--- Provided data ---
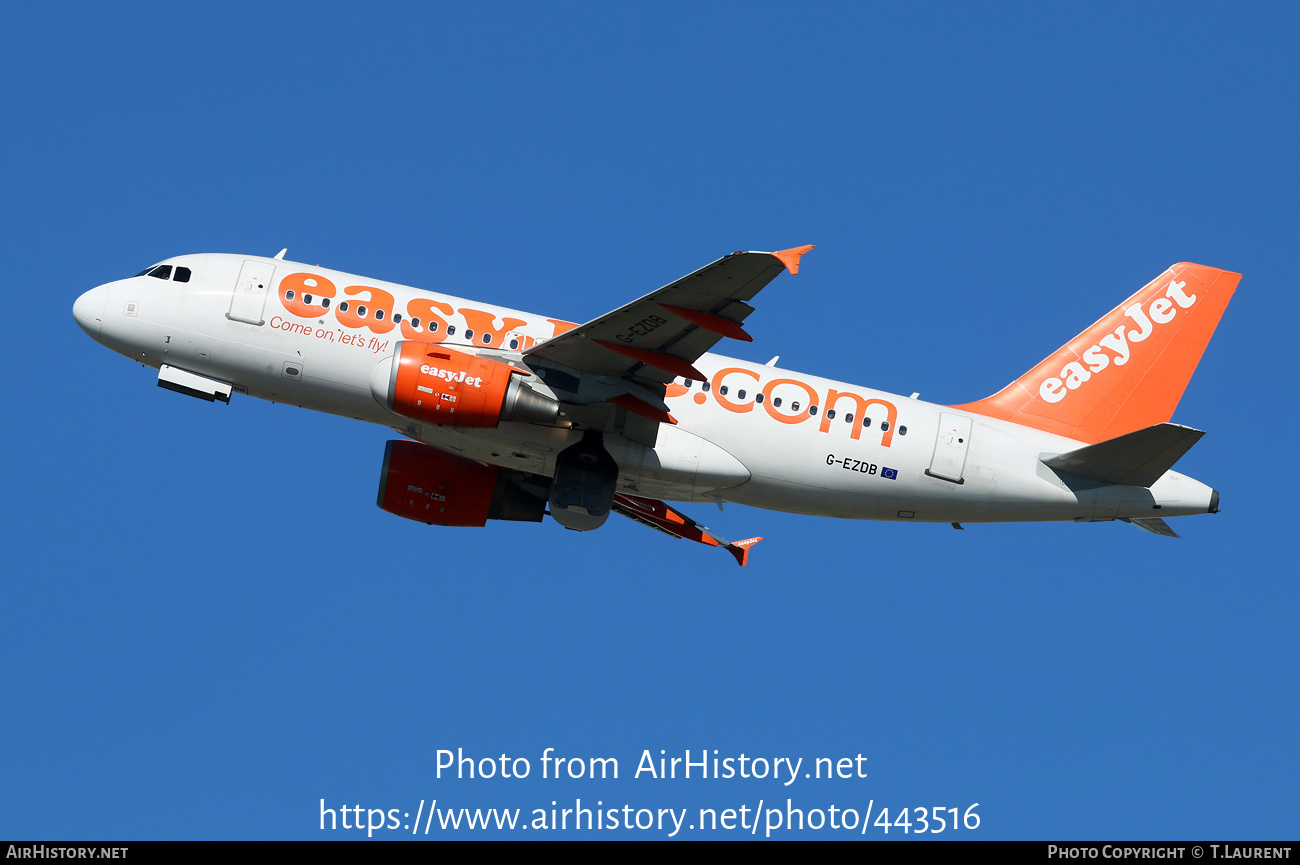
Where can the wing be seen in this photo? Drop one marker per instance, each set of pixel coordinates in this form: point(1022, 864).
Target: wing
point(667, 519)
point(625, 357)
---
--- Provided data ---
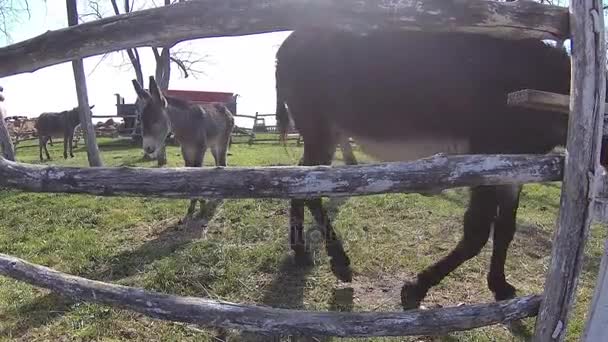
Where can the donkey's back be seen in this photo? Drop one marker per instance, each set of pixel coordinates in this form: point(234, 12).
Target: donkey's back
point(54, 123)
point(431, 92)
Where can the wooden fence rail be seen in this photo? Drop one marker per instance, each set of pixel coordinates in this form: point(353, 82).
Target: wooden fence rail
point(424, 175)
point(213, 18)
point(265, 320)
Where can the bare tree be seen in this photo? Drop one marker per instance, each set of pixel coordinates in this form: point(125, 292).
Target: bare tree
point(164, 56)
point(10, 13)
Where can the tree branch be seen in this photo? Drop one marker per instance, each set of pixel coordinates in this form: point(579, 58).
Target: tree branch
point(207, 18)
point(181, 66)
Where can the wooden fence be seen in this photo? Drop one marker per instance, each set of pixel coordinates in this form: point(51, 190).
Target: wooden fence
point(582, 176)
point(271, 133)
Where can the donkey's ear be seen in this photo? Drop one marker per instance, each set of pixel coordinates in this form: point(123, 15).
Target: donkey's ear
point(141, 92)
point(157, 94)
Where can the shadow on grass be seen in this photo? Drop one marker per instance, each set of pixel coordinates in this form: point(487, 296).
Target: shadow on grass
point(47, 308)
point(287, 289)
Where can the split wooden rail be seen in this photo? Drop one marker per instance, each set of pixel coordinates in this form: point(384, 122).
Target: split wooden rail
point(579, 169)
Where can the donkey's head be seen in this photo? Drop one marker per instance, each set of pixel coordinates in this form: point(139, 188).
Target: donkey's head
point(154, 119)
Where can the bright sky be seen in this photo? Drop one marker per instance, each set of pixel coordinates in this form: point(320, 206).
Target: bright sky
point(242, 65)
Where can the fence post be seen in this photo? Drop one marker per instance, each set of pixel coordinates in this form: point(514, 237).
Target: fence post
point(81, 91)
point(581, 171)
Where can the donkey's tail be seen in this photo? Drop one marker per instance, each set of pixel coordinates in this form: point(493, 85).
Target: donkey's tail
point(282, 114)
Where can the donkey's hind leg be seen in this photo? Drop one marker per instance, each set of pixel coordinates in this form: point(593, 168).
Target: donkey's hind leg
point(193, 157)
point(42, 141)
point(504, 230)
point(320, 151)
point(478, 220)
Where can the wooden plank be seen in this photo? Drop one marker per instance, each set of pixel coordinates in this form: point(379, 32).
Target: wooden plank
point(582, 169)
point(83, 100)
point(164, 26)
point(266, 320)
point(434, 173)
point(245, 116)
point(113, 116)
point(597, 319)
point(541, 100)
---
--- Provided data ---
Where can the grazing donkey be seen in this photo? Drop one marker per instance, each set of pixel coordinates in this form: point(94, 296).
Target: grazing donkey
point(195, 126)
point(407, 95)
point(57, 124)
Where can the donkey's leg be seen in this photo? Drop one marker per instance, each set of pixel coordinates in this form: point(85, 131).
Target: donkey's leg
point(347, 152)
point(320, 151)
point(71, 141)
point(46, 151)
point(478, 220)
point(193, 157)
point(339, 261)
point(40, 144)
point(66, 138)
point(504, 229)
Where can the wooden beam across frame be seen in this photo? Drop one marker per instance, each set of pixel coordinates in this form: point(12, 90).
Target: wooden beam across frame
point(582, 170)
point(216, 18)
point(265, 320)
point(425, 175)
---
Convert the lines between the one containing "Where can the wing" and the one containing "point(625, 357)", inclusive, into a JSON array of strings, one string per line, with blank lines omitted.

[
  "Where can the wing be seen in this photo? Drop one marker per instance, each set of pixel coordinates in this form: point(1022, 864).",
  "Target: wing",
  "point(667, 519)",
  "point(625, 357)"
]